__TASK DIRECTIONS__. Go through the lines below and copy any that hold the string "fountain".

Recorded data
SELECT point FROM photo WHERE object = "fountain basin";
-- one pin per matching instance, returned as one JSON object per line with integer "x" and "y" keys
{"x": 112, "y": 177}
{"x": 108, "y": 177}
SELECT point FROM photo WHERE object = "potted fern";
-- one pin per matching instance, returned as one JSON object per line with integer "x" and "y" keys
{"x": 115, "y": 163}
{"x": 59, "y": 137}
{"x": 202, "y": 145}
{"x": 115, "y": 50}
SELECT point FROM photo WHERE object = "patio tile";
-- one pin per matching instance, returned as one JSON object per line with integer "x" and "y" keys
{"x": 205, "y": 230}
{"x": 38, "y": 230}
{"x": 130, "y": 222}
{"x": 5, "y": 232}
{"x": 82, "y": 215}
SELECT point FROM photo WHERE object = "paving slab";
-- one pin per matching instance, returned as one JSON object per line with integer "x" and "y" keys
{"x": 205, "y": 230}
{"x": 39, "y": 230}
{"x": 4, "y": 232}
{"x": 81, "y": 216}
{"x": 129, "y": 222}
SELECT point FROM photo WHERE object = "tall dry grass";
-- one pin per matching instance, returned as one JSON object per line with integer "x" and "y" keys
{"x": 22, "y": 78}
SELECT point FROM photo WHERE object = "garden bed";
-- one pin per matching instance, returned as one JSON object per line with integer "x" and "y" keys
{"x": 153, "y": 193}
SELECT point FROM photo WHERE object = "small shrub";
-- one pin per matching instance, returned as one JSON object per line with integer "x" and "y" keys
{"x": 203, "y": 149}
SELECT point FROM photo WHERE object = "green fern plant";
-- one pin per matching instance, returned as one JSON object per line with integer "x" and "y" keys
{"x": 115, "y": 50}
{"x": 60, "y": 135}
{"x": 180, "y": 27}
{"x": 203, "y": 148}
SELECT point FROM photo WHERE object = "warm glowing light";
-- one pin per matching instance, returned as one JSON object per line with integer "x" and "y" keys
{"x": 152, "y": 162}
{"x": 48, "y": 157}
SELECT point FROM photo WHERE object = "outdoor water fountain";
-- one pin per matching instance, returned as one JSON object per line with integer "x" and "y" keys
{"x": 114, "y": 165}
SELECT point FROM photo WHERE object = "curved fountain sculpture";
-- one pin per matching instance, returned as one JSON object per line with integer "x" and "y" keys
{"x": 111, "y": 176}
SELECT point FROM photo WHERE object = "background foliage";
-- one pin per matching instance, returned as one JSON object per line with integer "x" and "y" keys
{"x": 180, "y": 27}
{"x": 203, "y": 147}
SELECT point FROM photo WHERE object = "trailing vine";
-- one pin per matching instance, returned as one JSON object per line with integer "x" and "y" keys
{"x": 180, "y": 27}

__RESULT OF THE EXERCISE__.
SELECT point FROM photo WHERE object = "fountain basin";
SELECT point FROM photo WHERE object = "outdoor water fountain";
SELECT point FROM photo WHERE object = "curved fountain sculpture";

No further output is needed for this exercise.